--- Provided text ---

Using an advanced scanning technique, the scientists have identified a brain tumour, previously thought to be rare, which may be responsible for about 5 per cent of all serious cases of epilepsy.

Dr Simon Shorvon, a consultant neurologist at the Institute of Neurology in London where the research has been carried out, said yesterday that all patients with severe epilepsy which cannot be controlled by drugs should ask for a scan using Magnetic Resonance Imaging (MRI) to see whether they have the tumour. Epilepsy is a neurological disorder with more than one cause, which results in recurrent fits linked to abnormal electrical activity in the brain.

Speaking at the launch of the world's first brain scanning unit dedicated solely to epilepsy treatment and research, Dr Shorvon said that some patients, possibly 'several thousand', may have been told that their fits were due to an inoperable, malignant tumour and that they had only a short time to live. 'This is an understandable mistake. On less precise scans, such as a CAT scan, this is how it (the tumour) would appear,' he said.

But research over the last two years using MRI to create a three- dimensional picture of the brain has shown that the tumour, known as a dysembryoplastic neuro-epithelial tumour (DNT), is benign and suitable for surgical removal.

The results of the research, funded by the National Society for Epilepsy (NSE), will be published in the journal Brain shortly.

Dr Shorvon, who is medical director of the NSE, said that the work would also provide valuable clues to the development of malignant tumours. DNT was a unique, developmental type of tumour, which was on the 'borderland between cancer and a congenital anomaly', he said. It can occur in children or adults and in a variety of sites in the brain.

--- Supplied data ---

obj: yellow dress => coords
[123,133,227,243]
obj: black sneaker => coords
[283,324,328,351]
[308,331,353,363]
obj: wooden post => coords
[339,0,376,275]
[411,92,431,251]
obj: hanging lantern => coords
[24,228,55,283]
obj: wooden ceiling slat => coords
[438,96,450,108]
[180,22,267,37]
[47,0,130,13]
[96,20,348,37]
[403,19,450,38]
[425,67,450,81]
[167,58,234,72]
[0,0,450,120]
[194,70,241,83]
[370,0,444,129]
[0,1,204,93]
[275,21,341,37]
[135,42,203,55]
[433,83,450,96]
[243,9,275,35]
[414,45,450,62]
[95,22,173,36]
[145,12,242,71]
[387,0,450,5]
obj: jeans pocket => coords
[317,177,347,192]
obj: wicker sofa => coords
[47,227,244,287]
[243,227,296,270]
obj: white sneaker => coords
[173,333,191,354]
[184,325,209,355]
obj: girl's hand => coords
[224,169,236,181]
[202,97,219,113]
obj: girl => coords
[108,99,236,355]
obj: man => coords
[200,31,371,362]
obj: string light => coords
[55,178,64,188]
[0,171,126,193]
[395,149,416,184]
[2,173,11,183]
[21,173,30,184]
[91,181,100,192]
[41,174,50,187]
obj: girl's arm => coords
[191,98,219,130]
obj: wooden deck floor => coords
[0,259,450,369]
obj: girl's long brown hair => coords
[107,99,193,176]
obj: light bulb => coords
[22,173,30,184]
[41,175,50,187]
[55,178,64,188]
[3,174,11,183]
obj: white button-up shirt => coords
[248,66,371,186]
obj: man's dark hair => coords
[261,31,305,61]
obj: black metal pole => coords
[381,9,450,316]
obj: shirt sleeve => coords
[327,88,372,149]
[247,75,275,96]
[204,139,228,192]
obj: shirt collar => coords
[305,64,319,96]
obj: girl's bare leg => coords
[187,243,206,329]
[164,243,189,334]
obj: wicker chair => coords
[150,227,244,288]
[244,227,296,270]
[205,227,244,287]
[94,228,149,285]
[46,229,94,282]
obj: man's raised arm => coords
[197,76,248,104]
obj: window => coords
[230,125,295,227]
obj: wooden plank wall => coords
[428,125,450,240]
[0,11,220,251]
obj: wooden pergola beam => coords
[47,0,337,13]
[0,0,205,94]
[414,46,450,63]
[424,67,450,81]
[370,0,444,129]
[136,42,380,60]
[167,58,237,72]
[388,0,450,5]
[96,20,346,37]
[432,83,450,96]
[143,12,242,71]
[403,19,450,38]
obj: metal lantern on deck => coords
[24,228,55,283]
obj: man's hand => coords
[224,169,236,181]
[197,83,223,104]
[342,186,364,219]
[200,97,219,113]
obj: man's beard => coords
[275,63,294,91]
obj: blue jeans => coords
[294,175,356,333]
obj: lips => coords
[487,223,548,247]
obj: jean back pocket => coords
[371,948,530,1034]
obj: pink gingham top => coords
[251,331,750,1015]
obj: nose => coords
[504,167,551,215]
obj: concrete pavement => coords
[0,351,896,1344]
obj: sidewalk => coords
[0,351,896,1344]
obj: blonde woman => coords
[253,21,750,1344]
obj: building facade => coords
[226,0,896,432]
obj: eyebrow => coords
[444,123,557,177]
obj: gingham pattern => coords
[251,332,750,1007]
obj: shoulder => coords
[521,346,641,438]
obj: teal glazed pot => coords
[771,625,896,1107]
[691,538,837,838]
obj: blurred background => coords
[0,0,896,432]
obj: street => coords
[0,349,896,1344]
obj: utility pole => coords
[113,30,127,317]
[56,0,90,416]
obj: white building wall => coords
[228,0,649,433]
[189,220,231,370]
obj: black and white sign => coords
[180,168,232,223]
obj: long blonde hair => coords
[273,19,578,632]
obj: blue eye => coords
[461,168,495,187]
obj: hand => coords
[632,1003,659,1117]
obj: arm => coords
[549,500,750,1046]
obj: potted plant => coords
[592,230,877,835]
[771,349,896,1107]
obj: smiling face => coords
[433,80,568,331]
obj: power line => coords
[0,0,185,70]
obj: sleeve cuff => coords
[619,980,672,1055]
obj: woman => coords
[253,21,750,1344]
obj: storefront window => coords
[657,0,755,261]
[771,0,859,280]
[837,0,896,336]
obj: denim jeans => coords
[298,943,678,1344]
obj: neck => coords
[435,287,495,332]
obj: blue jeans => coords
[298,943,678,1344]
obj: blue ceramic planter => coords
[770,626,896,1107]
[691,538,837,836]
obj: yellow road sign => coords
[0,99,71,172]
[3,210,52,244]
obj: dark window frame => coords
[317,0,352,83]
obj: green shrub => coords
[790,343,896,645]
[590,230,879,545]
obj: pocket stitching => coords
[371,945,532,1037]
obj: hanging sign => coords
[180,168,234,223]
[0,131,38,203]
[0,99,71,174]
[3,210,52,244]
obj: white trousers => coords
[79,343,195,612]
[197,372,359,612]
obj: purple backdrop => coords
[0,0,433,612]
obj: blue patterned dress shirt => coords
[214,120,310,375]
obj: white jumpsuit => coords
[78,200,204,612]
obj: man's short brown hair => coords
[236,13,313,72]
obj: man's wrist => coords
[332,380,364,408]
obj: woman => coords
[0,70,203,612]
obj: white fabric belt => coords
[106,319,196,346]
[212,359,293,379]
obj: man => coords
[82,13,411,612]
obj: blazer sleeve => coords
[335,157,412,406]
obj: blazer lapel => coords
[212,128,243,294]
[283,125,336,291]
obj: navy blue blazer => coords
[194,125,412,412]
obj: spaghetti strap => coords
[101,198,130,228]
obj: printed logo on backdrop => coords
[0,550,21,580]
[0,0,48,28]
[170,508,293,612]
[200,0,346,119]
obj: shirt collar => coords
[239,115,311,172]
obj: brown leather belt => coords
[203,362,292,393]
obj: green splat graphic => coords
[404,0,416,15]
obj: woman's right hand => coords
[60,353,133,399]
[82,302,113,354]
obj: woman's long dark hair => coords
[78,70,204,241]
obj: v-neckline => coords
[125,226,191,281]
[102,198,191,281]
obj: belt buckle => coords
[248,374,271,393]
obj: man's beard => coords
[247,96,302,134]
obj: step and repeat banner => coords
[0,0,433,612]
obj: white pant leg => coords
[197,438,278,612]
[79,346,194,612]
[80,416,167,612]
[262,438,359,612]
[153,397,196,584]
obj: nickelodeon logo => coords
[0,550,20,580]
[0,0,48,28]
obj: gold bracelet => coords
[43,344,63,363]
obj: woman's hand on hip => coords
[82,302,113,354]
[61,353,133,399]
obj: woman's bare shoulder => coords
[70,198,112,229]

---
--- Supplied data ---

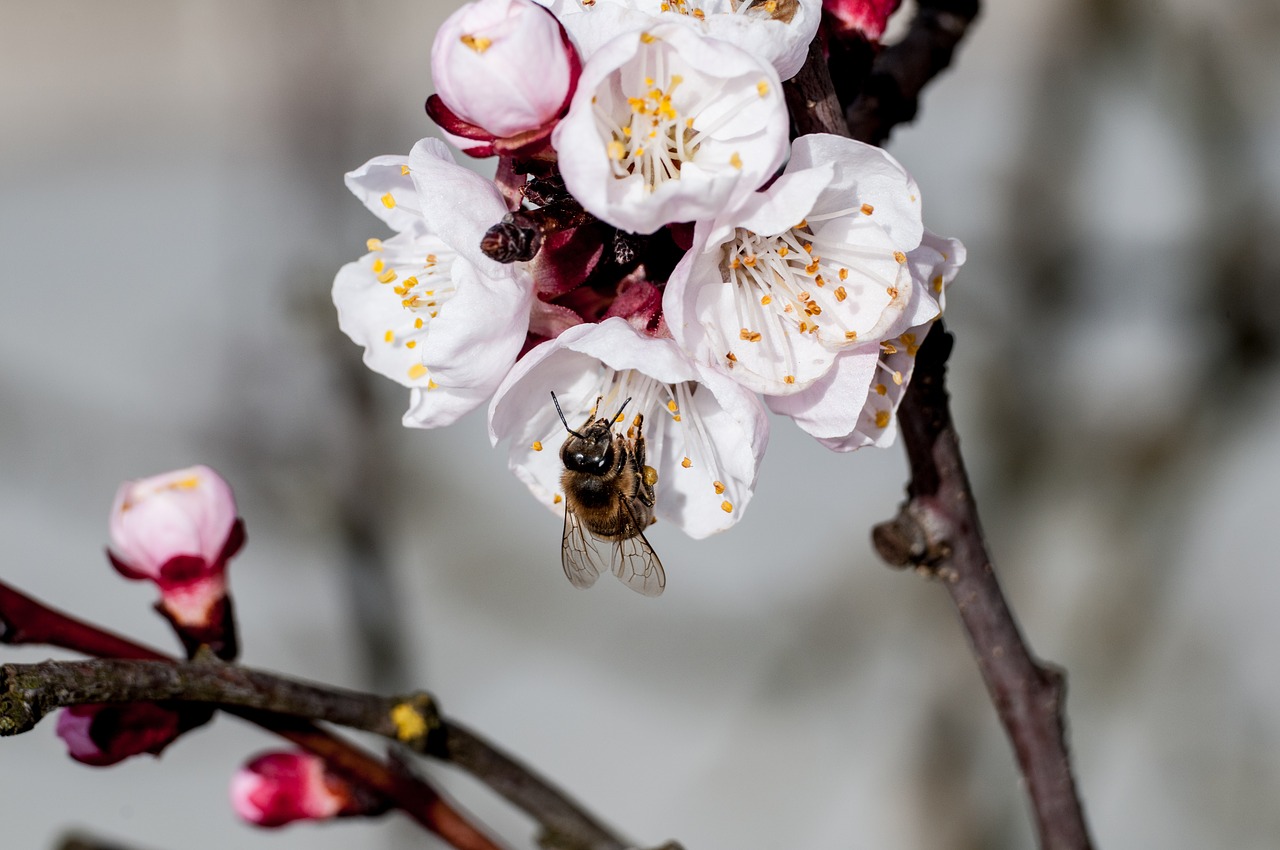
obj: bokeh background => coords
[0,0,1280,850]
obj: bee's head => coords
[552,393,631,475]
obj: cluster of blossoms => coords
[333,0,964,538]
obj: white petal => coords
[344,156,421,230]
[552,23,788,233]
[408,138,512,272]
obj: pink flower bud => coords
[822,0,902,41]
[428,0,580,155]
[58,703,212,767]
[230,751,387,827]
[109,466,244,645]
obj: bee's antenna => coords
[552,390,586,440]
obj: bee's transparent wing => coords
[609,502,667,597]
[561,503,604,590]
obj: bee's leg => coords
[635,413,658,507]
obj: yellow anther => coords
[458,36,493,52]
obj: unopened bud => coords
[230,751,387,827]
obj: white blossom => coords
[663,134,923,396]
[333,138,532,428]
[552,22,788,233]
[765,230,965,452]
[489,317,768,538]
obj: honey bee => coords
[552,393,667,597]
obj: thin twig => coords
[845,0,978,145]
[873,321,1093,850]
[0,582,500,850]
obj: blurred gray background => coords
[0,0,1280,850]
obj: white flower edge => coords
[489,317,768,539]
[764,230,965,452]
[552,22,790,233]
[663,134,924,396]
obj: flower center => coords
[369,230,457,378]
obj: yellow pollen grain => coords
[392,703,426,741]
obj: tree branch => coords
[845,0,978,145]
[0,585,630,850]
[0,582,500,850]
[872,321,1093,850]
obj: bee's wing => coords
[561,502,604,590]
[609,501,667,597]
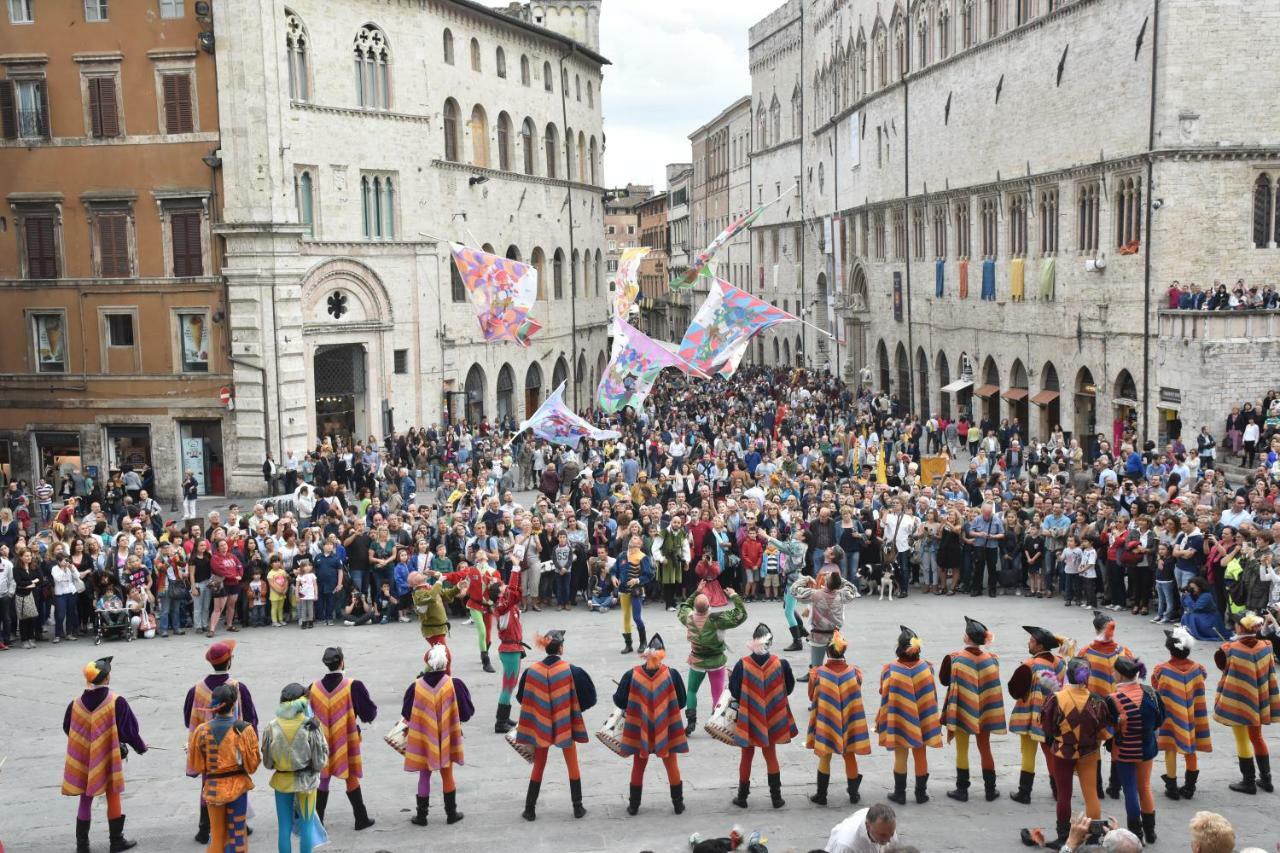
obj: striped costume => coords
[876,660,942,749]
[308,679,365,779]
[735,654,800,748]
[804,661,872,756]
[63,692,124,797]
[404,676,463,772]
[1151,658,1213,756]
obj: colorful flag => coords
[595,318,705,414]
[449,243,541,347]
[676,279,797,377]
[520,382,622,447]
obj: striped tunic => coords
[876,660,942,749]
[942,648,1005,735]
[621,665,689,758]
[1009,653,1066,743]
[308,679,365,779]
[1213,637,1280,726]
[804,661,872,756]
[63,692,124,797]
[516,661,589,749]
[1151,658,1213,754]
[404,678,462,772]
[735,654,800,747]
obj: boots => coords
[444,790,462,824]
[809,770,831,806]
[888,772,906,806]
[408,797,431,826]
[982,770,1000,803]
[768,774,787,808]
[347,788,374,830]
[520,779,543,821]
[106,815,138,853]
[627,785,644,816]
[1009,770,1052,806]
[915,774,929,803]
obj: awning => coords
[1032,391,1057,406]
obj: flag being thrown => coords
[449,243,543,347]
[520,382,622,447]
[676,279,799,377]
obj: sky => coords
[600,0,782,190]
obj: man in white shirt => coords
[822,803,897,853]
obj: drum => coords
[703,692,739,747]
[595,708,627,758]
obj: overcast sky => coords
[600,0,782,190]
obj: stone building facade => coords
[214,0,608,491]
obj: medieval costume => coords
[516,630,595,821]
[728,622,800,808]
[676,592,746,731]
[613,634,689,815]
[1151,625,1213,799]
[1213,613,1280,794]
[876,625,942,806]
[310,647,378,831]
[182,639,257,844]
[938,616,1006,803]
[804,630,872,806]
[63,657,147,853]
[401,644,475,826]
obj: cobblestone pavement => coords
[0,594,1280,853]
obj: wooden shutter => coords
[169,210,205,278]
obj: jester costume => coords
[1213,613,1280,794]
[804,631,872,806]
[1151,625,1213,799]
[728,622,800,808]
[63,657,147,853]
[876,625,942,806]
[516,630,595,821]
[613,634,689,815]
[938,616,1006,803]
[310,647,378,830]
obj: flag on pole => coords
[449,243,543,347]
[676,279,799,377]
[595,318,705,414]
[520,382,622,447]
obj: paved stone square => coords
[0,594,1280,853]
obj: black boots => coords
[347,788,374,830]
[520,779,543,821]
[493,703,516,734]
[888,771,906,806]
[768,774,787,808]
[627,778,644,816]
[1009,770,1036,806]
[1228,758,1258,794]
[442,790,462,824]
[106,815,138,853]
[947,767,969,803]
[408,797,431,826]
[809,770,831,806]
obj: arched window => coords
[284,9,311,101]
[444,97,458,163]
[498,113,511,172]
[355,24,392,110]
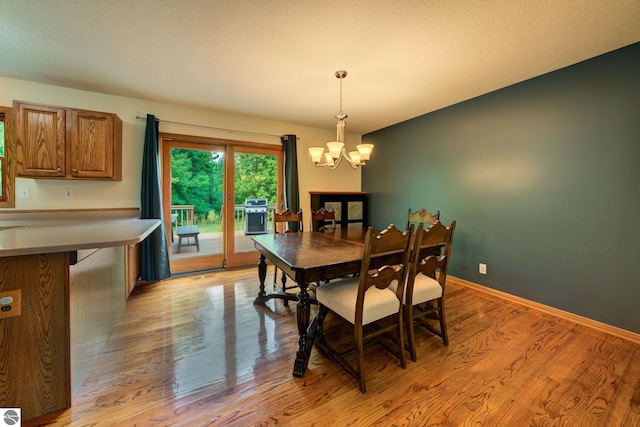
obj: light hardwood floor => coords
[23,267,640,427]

---

### Activity 1
According to the epilepsy tumor text, what share of all serious epilepsy cases may the newly identified tumor account for?
### Activity 2
Continue the text about the epilepsy tumor from where it stops.
The records were taken from a different source than the text.

### Written reply 1
About 5 percent.

### Written reply 2
Patients who have fits or seizures are not screened by MRI routinely because of a shortage of machines and the cost - up to pounds 450 per 20- minute scan. 'Last year there were more MRI scanners in Boston than in the whole of this country. This has improved but provision is still inadequate,' Dr Shorvon said.

The new unit, which will open before the end of the year at the headquarters of the National Society for Epilepsy, at Chalfont St Peter, Buckinghamshire, means that many more NHS patients will have the option of an MRI scan paid for by the charity. Doctors there should be able to locate the precise site in the brain which causes epilepsy and decide whether surgery would help.

About 350,000 people in Britain suffer from epilepsy, including 100,000 children. The estimated number of people who would benefit from brain surgery is about 20,000, but only 150 operations are carried out each year.

Dr Shorvon said that patients could be referred by their GPs direct to the unit, which has received a pounds 1.2m donation from the pharmaceutical company, Glaxo.